- WRITTEN REQUEST A
According to the passage on St. Elizabeth of the Trinity, why was she naturally formed in virtues such as courage and forthrightness? Answer in one to three sentences.

- QUOTED TEXT
□ □ □ □

St. Elizabeth of the Trinity

“Believe that He loves you. He wants to help you Himself in the struggles which you must undergo. Believe in His Love, His exceeding Love.” –St. Eliz. of the Trinity OCD


St. Elizabeth of the Trinity, OCD (July 18, 1880 – November 9, 1906), was a French Discalced Carmelite nun, mystic, and spiritual writer who was born into a military environment and named Élizabeth Catez—the first child of Captain Joseph Catez and his wife, Marie Rolland.

Her father, who had been raised in a poor, agricultural family, enlisted in the French army when he was 21. In September of 1873, when he was 41, Catez married Marie Rolland (then 26), herself the daughter of a successful military man. After a career marked by combat as well as by many promotions, he was made a Knight of the Legion of Honor in 1881.  

Spending her earliest years in this military environment, Elizabeth was naturally formed in such virtues as courage and forthrightness, but as a child she had a terrible temper. Elizabeth’s personality was also marked by a determined, energetic disposition. The strong-willed exuberant child’s energy, however, often became violent, resulting in fits of rage. She could not support being opposed, seeming to think that all must give way before her. Nevertheless, this child who was once described mischievously as “pure devil,” simultaneously demonstrated and developed a great attraction to prayer.

□ □ □ □

Bounding box annotation entries:
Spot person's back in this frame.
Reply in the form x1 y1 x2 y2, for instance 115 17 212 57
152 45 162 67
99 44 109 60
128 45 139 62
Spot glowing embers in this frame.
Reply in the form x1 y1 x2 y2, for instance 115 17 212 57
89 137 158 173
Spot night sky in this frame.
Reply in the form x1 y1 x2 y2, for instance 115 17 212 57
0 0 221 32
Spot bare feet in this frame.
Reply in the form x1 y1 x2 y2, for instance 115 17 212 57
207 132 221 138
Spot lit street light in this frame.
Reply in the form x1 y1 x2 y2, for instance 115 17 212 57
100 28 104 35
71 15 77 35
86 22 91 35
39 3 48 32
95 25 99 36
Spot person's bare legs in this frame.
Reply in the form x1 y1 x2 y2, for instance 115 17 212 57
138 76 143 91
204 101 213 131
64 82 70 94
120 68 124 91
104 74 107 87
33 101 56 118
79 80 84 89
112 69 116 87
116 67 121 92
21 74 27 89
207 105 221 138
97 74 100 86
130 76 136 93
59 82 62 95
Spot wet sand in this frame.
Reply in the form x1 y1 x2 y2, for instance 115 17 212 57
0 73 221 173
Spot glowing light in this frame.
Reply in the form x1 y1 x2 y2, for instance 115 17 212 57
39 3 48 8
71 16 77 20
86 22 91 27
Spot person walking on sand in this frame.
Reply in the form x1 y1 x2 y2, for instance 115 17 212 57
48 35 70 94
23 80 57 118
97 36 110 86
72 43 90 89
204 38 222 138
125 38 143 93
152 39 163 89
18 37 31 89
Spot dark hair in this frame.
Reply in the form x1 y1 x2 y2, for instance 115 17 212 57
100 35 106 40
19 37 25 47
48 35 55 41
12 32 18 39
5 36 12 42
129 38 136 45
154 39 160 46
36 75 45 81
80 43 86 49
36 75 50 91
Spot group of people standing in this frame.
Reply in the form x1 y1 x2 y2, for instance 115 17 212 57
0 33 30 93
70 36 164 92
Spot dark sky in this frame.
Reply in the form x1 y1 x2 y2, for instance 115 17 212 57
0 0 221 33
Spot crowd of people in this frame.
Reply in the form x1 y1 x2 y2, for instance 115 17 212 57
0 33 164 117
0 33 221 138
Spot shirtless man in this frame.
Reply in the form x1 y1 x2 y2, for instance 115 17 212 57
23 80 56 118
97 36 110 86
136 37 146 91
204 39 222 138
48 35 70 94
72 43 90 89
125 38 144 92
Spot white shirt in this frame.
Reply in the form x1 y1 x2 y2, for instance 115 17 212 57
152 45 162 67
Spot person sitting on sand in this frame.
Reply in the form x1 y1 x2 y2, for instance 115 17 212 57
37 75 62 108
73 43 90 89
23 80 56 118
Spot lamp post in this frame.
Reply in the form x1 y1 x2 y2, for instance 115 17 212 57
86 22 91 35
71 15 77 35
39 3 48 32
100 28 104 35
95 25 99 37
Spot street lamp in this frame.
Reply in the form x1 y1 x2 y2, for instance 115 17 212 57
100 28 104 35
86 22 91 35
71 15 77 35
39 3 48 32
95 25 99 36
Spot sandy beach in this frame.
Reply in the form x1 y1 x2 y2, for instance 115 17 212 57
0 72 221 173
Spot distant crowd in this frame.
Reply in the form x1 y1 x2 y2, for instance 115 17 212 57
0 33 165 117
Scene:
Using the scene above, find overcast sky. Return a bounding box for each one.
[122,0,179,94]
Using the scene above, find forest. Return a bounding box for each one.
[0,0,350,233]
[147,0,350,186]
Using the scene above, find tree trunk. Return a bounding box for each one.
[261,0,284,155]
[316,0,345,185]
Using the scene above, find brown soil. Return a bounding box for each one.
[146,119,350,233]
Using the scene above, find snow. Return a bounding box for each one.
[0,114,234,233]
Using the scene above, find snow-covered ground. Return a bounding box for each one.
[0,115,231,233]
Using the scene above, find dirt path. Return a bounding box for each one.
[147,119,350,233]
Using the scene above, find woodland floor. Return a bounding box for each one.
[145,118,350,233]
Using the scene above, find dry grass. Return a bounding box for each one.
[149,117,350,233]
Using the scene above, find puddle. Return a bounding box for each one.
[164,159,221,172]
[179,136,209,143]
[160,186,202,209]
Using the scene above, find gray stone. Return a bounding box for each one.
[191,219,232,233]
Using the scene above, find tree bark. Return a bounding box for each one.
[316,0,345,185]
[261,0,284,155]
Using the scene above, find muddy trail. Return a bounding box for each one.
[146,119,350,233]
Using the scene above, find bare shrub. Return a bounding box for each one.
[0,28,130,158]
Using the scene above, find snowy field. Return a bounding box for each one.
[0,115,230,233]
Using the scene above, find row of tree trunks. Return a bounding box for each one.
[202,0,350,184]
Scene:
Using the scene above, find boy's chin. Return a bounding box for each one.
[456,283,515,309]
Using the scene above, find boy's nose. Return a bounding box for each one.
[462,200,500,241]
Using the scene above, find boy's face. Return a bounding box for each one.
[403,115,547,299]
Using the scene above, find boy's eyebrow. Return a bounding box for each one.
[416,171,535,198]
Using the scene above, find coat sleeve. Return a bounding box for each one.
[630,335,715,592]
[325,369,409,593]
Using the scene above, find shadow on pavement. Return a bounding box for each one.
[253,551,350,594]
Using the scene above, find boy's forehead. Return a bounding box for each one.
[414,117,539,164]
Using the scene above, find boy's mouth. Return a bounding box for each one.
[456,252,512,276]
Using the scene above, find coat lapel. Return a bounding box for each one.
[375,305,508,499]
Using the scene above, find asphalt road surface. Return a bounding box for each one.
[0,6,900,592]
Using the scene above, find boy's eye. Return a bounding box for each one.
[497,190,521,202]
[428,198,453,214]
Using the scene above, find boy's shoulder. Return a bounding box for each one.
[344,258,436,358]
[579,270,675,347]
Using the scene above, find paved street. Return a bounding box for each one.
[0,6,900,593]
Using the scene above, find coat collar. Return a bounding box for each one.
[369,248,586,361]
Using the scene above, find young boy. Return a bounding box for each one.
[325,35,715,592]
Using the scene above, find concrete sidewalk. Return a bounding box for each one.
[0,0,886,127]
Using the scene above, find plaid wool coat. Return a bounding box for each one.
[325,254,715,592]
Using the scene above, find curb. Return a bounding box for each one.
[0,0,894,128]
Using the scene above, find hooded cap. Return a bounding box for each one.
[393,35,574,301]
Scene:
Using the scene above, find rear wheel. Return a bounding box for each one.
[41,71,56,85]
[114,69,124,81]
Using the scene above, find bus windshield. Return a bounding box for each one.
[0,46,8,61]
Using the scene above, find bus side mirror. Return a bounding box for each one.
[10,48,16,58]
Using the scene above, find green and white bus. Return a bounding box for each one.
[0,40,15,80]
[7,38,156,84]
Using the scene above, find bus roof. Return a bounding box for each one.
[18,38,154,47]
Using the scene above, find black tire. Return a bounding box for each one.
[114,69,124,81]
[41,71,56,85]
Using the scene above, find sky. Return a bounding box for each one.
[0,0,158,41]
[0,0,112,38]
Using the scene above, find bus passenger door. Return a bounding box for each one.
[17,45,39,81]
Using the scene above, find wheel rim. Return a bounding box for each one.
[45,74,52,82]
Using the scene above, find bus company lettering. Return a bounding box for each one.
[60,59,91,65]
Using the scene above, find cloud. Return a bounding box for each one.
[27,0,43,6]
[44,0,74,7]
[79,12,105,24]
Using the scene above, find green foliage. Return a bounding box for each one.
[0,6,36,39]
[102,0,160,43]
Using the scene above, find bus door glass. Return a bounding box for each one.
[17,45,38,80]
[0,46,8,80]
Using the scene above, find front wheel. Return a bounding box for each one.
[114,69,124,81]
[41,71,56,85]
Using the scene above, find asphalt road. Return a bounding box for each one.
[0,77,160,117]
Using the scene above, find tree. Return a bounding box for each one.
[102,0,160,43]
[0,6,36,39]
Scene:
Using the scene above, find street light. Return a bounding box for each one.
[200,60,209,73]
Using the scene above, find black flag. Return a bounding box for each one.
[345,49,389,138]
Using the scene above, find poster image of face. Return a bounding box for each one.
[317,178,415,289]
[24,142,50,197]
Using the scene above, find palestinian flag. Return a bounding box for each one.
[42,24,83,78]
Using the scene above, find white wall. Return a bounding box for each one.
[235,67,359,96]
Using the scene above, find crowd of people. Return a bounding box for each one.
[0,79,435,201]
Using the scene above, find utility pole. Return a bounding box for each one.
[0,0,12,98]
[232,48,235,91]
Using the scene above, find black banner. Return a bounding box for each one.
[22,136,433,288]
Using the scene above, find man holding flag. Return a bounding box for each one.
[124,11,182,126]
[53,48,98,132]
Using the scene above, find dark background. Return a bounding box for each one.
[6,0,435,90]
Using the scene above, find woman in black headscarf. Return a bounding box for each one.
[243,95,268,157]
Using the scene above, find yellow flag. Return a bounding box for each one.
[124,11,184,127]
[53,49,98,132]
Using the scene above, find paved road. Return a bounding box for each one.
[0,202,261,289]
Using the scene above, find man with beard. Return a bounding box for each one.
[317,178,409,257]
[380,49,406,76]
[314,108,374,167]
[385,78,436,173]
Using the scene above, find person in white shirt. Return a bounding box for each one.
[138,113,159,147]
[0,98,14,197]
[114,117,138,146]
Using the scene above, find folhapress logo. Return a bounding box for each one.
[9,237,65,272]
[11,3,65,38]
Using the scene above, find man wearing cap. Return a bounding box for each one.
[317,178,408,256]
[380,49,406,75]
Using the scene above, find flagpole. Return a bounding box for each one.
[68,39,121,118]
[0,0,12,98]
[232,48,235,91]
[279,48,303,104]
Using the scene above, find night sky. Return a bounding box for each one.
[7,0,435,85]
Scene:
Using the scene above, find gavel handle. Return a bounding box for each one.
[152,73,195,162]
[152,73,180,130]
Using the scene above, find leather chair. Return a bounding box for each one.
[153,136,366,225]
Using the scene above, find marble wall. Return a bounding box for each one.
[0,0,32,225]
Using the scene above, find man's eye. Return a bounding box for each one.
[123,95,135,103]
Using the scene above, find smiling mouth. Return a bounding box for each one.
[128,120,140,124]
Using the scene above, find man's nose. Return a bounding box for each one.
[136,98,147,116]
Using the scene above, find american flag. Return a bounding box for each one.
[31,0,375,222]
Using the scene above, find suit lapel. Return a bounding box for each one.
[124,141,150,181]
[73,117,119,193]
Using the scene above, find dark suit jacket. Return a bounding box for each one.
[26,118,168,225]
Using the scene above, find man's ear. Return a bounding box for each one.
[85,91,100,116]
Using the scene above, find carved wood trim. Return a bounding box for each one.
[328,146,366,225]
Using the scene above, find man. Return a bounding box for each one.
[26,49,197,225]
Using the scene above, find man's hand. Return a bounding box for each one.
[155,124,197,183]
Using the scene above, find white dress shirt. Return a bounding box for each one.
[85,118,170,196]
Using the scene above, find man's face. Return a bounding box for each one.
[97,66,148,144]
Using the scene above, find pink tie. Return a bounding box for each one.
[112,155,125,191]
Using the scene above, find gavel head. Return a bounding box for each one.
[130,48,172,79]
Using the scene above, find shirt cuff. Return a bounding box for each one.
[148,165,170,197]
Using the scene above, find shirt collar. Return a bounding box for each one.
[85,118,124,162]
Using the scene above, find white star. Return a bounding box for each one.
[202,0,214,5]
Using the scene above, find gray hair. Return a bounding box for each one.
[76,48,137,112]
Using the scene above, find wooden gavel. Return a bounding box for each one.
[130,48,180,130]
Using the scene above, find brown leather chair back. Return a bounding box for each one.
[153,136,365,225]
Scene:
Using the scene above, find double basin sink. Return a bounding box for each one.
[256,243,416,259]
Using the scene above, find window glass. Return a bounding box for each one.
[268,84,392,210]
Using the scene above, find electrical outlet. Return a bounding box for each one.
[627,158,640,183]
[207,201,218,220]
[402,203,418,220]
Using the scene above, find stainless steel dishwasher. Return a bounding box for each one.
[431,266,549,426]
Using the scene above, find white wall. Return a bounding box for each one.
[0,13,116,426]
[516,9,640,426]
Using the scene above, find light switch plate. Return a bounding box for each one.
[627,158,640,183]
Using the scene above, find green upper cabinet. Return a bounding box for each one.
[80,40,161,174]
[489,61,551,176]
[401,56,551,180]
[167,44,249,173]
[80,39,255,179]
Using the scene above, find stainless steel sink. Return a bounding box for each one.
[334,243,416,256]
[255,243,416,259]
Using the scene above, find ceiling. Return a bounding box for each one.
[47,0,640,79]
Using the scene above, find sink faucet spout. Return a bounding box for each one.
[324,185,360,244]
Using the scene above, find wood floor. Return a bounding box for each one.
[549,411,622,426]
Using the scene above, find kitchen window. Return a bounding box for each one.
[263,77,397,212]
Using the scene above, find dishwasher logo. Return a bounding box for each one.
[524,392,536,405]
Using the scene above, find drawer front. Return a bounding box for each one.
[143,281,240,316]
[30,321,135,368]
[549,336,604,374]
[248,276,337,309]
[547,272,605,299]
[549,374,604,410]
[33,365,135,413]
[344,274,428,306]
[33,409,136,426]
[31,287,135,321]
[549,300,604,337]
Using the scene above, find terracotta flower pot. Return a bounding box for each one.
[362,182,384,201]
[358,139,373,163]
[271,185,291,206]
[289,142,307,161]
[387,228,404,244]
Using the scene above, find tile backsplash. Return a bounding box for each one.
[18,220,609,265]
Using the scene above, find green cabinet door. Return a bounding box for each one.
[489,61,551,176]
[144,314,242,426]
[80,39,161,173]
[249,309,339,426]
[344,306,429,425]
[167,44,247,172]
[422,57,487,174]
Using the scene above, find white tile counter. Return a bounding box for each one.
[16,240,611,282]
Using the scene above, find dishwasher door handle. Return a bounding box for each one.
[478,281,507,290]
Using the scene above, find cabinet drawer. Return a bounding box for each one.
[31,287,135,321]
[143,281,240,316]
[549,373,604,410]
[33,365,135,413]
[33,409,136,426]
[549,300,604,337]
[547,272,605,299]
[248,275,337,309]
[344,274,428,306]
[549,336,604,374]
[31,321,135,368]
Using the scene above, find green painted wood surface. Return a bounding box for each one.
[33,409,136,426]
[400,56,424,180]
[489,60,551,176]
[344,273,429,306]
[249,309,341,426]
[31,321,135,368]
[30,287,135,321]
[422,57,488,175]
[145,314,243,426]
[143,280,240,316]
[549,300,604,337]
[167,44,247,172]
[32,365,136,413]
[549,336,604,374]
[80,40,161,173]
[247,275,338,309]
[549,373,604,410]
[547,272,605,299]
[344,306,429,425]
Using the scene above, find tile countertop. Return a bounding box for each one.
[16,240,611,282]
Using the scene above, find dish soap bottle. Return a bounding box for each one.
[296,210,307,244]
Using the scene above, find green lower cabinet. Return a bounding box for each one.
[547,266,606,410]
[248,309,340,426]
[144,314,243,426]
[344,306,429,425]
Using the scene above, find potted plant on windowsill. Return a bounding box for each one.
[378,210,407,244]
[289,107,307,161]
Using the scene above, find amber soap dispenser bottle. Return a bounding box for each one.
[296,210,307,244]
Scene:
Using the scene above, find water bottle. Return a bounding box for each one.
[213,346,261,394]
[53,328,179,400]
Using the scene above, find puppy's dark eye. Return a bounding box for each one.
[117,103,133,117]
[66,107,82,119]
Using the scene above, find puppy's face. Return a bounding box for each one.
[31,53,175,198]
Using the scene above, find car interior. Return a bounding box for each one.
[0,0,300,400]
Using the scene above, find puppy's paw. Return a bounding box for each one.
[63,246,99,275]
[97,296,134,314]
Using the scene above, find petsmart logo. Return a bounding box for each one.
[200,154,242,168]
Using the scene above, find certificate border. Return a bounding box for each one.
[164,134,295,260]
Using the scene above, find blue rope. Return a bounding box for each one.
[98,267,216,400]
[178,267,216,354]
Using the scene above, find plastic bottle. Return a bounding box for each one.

□ □ □ □

- WRITTEN REQUEST B
Arrange the stretch of the listing from the line containing "Using the scene above, find asphalt road surface." through the line containing "[325,35,715,592]" as a numbered list, both of those lines included.

- COMPLETE OUTPUT A
She spent her earliest years in a military environment. She was born into that setting as the first child of Captain Joseph Catez, and her mother was herself the daughter of a successful military man.

- COMPLETE OUTPUT B
1. Using the scene above, find asphalt road surface. Return a bounding box for each one.
2. [0,6,900,592]
3. Using the scene above, find boy's eye. Return a bounding box for each one.
4. [497,190,521,202]
5. [428,198,453,214]
6. Using the scene above, find boy's shoulder. Return a bounding box for each one.
7. [344,258,436,358]
8. [579,270,675,347]
9. Using the scene above, find paved street. Return a bounding box for each one.
10. [0,6,900,593]
11. Using the scene above, find coat collar. Return a bounding box for each one.
12. [369,248,586,361]
13. Using the scene above, find young boy. Return a bounding box for each one.
14. [325,35,715,592]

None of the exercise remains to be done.